REQUIRED ACTION:
Everything from the line with "242L238 226L232 227L233" down to the line with "box: [16, 47, 500, 54]" below must be printed exactly, those two lines included. Exclude pictures.

DATA LISTING:
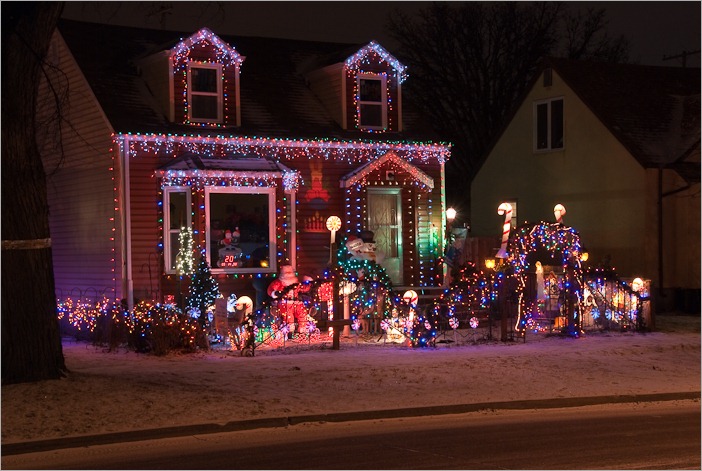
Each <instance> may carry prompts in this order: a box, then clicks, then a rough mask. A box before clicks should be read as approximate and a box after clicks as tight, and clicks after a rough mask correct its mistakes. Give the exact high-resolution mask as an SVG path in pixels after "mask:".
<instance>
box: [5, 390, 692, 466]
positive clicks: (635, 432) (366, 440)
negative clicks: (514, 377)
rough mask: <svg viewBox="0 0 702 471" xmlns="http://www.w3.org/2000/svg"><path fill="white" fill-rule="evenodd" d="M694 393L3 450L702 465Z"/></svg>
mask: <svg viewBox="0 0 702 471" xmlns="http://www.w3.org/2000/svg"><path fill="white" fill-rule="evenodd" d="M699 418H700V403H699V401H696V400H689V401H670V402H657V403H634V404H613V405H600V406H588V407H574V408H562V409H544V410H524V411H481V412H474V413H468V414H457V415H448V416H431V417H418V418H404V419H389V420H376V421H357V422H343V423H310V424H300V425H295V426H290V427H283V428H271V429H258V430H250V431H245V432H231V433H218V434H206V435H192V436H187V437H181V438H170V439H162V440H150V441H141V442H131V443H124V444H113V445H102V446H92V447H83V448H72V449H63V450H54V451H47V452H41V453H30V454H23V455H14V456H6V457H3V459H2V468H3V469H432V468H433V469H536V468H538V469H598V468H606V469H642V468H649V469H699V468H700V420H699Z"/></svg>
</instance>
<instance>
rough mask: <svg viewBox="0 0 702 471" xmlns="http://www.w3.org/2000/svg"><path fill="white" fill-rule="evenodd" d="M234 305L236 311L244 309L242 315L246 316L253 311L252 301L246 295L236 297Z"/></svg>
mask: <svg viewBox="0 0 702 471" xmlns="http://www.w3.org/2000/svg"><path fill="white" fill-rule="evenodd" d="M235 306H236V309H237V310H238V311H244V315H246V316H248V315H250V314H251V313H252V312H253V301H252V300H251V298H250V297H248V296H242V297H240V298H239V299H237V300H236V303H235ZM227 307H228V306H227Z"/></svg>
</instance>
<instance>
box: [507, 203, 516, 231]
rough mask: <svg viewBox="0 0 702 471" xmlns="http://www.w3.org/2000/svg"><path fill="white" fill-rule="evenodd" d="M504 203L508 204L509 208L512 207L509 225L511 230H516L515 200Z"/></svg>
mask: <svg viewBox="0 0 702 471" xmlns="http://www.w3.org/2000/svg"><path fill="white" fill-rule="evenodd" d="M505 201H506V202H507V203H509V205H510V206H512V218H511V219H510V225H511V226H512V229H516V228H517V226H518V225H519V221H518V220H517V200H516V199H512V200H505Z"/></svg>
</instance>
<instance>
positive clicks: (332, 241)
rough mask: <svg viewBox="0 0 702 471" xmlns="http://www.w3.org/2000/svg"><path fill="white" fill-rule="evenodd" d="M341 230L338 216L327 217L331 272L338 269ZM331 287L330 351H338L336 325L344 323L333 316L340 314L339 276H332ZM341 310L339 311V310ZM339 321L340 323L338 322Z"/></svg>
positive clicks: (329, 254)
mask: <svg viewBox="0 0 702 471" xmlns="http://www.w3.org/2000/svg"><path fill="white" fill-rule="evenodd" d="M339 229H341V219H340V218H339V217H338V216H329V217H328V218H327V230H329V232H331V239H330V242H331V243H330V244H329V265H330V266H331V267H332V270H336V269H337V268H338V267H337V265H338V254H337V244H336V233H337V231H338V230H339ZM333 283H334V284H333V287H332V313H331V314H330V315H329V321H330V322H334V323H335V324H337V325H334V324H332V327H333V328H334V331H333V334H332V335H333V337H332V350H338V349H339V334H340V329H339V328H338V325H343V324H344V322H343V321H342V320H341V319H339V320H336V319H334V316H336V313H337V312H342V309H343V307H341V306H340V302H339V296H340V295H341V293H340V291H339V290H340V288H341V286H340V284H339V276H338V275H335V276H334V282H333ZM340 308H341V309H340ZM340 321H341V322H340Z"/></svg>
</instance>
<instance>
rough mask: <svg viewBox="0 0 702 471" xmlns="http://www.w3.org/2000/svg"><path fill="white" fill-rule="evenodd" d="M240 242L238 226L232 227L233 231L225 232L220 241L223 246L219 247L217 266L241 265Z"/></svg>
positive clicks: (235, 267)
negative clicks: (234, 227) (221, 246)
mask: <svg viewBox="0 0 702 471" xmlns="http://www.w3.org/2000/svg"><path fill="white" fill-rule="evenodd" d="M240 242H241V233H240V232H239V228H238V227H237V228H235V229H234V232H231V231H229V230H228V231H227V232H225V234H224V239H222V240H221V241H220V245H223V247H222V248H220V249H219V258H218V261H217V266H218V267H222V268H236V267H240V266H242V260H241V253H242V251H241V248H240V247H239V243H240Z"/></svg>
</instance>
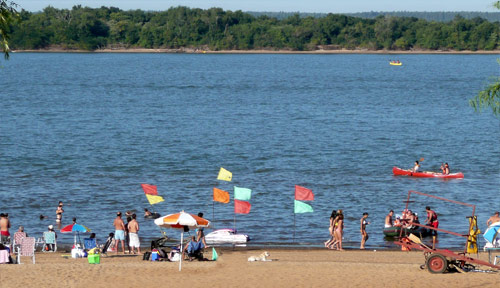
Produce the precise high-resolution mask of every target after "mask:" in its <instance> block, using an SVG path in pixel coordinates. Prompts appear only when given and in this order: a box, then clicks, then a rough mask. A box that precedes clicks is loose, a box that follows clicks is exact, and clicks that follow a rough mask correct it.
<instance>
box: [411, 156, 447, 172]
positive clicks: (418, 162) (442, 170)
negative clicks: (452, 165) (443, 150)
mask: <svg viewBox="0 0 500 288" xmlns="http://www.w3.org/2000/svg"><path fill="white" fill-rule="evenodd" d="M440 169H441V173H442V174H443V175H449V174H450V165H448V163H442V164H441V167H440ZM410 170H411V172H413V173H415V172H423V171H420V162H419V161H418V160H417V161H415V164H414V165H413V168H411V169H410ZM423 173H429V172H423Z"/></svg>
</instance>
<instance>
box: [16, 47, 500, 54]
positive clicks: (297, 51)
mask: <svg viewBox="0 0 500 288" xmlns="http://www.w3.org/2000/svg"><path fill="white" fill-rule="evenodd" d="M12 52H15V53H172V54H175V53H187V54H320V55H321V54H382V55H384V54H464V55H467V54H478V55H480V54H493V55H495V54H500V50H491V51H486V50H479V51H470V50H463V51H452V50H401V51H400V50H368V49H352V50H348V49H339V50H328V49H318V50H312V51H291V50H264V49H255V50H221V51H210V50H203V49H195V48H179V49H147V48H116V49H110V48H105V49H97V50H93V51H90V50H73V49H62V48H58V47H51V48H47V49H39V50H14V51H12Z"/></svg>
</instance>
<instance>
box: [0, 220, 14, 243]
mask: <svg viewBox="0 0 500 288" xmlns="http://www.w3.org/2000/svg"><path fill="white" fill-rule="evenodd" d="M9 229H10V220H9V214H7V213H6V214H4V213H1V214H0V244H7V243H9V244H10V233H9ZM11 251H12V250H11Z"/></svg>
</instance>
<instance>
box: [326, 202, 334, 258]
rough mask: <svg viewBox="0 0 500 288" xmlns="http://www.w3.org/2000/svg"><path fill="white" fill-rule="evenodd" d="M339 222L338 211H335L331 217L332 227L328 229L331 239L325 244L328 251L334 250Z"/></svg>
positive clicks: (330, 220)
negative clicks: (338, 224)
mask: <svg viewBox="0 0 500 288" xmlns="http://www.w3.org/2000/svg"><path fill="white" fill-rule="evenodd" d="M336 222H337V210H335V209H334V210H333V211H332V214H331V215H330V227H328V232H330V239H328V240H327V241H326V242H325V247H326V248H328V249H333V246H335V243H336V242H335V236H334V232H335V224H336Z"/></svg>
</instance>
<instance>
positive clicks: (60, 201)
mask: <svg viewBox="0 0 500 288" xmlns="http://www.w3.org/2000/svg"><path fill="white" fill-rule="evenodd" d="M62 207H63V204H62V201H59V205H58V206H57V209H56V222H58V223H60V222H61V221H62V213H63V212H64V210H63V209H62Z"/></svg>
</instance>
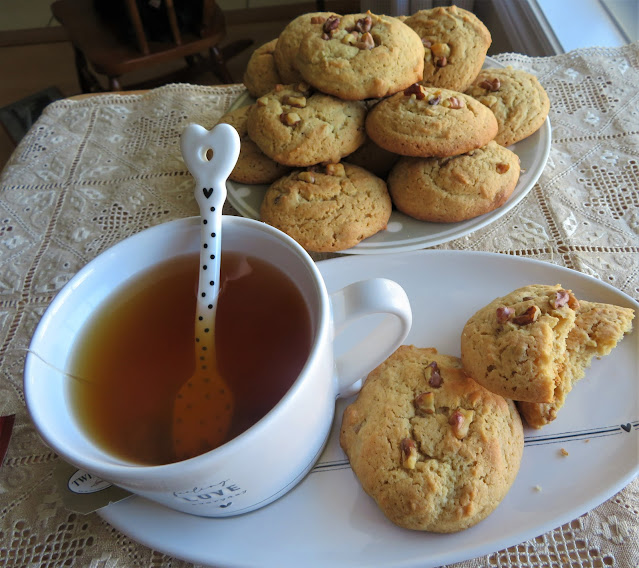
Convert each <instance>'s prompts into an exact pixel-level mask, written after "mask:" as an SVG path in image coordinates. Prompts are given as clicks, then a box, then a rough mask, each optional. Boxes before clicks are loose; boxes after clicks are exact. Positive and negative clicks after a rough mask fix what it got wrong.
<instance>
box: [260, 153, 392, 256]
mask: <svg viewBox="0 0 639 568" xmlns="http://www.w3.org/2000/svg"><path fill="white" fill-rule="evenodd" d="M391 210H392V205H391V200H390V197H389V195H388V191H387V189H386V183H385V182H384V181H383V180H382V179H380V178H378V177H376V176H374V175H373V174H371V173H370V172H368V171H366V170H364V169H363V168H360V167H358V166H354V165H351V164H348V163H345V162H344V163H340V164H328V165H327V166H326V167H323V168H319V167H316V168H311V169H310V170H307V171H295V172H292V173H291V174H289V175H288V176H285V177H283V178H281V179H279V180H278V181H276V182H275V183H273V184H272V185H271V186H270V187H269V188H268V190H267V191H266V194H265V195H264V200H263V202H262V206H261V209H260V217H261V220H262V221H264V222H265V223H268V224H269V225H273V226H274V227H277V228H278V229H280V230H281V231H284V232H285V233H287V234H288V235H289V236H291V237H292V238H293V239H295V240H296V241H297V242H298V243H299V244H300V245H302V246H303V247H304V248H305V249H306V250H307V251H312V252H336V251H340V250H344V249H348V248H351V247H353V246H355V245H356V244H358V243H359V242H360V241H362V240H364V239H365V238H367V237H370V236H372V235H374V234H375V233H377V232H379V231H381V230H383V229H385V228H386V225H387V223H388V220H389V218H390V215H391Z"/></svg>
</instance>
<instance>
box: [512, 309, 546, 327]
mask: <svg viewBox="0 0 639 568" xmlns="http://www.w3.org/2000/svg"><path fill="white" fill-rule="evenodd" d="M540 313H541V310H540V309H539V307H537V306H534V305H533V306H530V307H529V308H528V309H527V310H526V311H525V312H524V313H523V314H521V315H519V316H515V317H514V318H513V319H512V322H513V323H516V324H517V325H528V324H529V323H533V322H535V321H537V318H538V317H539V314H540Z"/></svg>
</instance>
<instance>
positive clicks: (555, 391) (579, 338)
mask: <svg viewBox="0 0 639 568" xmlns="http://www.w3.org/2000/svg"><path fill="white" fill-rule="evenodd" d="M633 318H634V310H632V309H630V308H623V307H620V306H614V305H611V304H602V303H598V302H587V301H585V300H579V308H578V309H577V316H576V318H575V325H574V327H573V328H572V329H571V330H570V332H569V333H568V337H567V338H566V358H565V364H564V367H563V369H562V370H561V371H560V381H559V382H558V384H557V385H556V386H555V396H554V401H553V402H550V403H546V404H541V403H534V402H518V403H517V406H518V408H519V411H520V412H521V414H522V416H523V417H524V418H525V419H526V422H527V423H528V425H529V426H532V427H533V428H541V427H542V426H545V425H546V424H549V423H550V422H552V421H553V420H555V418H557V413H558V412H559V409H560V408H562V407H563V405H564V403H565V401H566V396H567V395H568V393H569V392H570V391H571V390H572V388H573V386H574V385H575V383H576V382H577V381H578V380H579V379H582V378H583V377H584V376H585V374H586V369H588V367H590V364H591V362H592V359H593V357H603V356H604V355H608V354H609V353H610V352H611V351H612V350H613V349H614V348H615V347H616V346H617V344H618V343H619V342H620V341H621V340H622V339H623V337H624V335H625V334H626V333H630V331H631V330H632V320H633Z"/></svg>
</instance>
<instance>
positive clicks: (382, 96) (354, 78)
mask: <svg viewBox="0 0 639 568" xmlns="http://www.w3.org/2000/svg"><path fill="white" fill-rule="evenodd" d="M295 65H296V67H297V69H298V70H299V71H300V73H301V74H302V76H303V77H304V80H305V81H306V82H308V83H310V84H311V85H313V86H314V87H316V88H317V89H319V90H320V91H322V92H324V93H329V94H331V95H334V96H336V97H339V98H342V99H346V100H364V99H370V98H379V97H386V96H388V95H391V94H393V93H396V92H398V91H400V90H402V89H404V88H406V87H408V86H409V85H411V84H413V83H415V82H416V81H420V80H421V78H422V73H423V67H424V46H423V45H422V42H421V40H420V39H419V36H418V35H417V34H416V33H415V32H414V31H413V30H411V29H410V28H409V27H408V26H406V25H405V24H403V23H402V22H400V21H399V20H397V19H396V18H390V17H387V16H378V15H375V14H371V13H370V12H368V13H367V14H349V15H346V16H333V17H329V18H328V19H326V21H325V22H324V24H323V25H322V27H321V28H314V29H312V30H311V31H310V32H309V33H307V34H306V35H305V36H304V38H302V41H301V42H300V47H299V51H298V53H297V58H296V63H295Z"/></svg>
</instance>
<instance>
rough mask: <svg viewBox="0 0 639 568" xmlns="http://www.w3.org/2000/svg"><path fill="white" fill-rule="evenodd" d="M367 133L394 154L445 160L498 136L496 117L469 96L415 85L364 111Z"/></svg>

TASK SOLUTION:
rough mask: <svg viewBox="0 0 702 471" xmlns="http://www.w3.org/2000/svg"><path fill="white" fill-rule="evenodd" d="M240 242L238 226L232 227L233 231L225 232L220 241L223 246L219 247L217 266L241 265Z"/></svg>
positive clicks: (235, 267)
negative clicks: (234, 227) (221, 246)
mask: <svg viewBox="0 0 702 471" xmlns="http://www.w3.org/2000/svg"><path fill="white" fill-rule="evenodd" d="M240 242H241V233H240V232H239V228H238V227H237V228H235V229H234V232H231V231H229V230H228V231H227V232H225V234H224V239H222V240H221V241H220V245H223V247H222V248H220V249H219V258H218V261H217V266H218V267H222V268H236V267H240V266H242V260H241V253H242V251H241V248H240V247H239V243H240Z"/></svg>
</instance>
Produce the precise high-resolution mask of every target after "mask:" in its <instance> block, using an SVG path in pixel coordinates. Prompts appear only when given and in this order: a box, then clicks, then a rough mask. A box that precedes clicks is loose, a box that follows clicks is exact, and clicks that follow a rough mask correct it.
<instance>
box: [411, 156, 447, 172]
positive clicks: (418, 162) (442, 170)
negative clicks: (452, 165) (443, 150)
mask: <svg viewBox="0 0 500 288" xmlns="http://www.w3.org/2000/svg"><path fill="white" fill-rule="evenodd" d="M440 169H441V173H442V174H443V175H449V174H450V165H448V163H442V164H441V167H440ZM410 170H411V172H413V173H415V172H423V171H420V162H419V161H418V160H417V161H415V164H414V165H413V168H411V169H410ZM423 173H429V172H423Z"/></svg>
</instance>
<instance>
box: [16, 47, 500, 54]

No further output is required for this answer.